--- Record set ---

<<<<

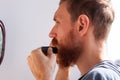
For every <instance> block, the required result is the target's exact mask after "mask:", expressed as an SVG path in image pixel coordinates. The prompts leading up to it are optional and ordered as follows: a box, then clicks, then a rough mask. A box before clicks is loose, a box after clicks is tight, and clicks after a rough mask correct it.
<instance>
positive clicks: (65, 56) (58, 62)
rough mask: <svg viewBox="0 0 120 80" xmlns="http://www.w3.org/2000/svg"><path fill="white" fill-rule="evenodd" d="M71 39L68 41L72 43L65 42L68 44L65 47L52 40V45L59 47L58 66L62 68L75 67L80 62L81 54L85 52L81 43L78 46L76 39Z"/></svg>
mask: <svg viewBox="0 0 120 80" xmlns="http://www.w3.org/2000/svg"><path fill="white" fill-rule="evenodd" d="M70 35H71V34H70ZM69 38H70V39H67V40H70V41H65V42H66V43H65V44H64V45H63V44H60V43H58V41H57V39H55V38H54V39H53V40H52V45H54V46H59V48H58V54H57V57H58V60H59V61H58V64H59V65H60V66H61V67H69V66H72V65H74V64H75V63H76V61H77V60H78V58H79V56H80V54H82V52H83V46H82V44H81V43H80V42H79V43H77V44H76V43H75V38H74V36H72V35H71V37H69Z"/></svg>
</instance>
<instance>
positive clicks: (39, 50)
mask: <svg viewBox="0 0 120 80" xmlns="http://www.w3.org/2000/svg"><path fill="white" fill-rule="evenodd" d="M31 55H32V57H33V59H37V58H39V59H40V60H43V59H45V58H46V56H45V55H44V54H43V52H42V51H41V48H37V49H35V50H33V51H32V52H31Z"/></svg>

>>>>
<<<<

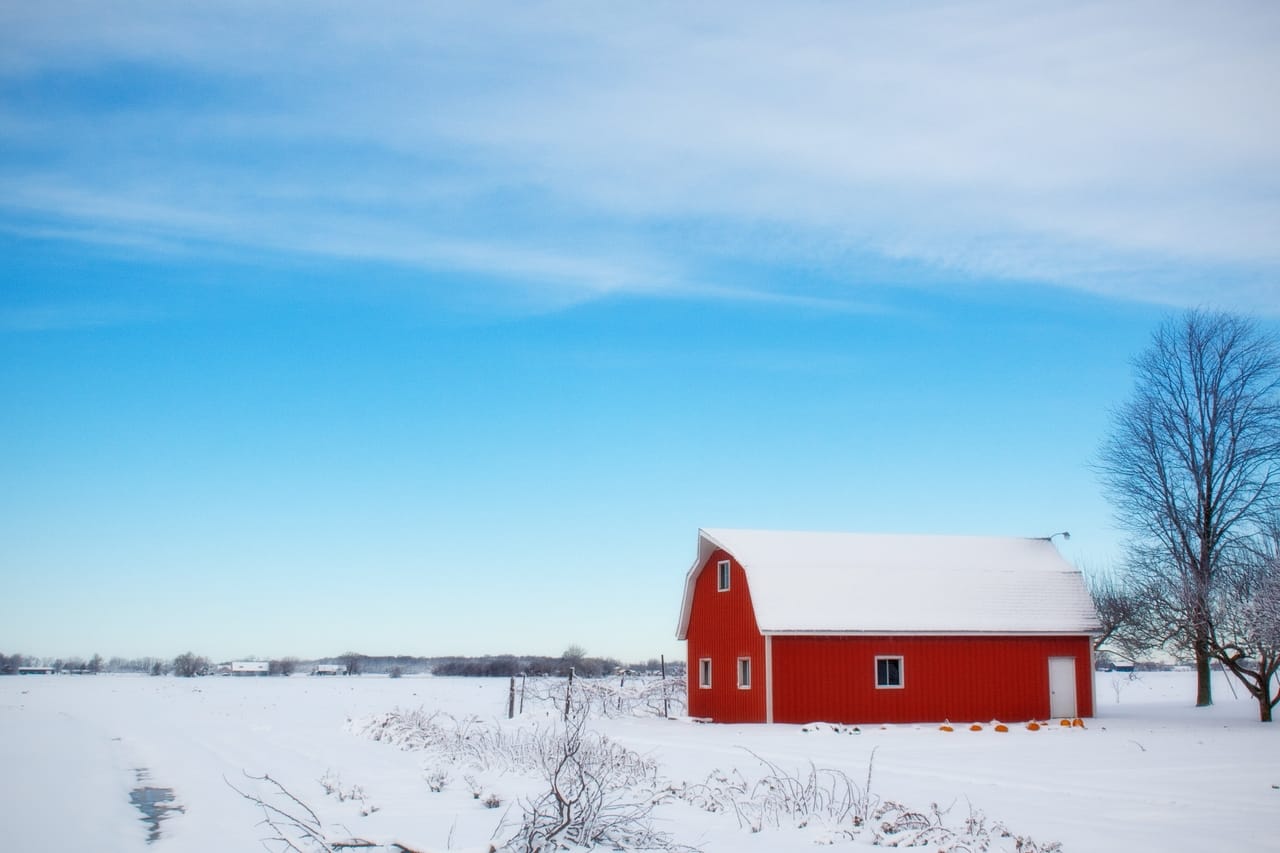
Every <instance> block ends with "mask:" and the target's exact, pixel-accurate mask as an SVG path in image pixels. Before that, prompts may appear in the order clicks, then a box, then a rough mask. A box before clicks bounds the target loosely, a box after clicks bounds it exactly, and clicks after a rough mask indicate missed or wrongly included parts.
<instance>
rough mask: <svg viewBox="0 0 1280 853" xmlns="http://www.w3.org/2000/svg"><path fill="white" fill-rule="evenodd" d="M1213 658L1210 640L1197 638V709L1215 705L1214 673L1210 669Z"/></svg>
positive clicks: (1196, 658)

>>>>

--- What needs to be done ---
Repeat the data verbatim, beginning at the line that contains "For every <instance>" and ending after the line that contains "positive clicks: (65, 56) (58, 62)".

--- Solution ---
For every <instance> block, the required result is the target's exact mask after "mask:", expressed as an SVG path in image pixel coordinates. The prompts leading up to it are optional and ordered as follows: a box, then clicks, then a rough mask. A box before clicks is loose, a box after clicks is tight, and clicks after a rough mask correct it.
<instance>
positive clicks: (65, 56) (58, 62)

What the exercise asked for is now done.